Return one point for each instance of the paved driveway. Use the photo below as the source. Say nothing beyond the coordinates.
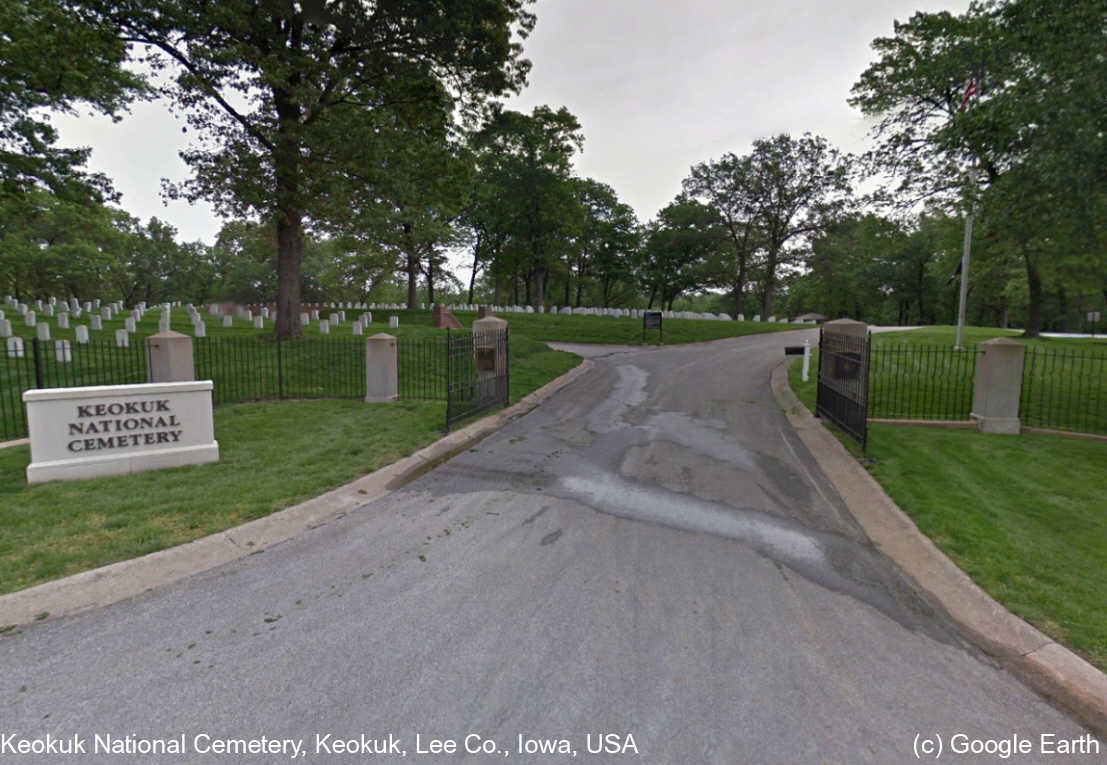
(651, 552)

• • • • •

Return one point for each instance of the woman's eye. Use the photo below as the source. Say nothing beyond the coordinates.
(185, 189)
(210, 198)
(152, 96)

• • • • •

## Requirements
Show each line of the rows above that contains the word "nothing". Uppercase and lowercase count as different.

## Worked answer
Return one point for each instance of the paved driveway. Use the photo below as the source. Say nothing beyond the coordinates.
Return one point for each instance of the woman's eye. Use the photo below as the source. Say nothing beyond the coordinates.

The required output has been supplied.